(Dataset rows)
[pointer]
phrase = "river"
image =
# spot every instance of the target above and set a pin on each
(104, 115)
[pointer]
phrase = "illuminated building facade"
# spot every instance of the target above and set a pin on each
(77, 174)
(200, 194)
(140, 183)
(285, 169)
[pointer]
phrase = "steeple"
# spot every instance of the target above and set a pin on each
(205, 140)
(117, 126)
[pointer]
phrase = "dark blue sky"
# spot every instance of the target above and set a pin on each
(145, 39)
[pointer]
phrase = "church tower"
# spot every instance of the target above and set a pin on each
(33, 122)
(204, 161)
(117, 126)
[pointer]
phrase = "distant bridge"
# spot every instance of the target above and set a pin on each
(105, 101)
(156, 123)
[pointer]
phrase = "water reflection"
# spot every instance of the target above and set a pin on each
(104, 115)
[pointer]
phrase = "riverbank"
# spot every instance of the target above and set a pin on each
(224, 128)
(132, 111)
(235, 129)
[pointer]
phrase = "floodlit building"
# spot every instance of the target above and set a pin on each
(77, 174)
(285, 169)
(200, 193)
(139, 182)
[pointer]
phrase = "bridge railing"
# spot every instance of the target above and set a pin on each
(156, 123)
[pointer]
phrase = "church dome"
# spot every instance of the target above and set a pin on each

Written exercise:
Retype the records that precede this task, keeping them exactly the same.

Result:
[pointer]
phrase = "river"
image =
# spot every instance of the target above and set a pin on each
(104, 115)
[pointer]
phrase = "illuminated building facade"
# spot every instance of the target above and set a pin on each
(77, 174)
(200, 194)
(140, 183)
(285, 169)
[pointer]
phrase = "steeple"
# spot every instance of the target above and set a pin on each
(205, 140)
(117, 126)
[pointer]
phrase = "dark blue sky"
# spot every instance of the target above and set a pin on each
(145, 39)
[pointer]
phrase = "church tower"
# spot every instance of the target above and set a pin on each
(33, 122)
(204, 161)
(117, 126)
[pointer]
phrase = "distant bridge"
# spot every instance of the target above and set a pin on each
(105, 101)
(156, 123)
[pointer]
phrase = "water reflection"
# spot every instance of the target above and set a pin on each
(104, 115)
[pointer]
phrase = "riverbank"
# spot every instance of the target above and set a pin on each
(224, 128)
(132, 111)
(235, 129)
[pointer]
phrase = "floodlit building"
# spot every instance of the target above and set a pin on each
(77, 174)
(285, 169)
(200, 193)
(139, 182)
[pointer]
phrase = "bridge railing"
# spot every instance of the target above and set a pin on each
(156, 123)
[pointer]
phrase = "church dome"
# spot every instance of the target above and set a pin on each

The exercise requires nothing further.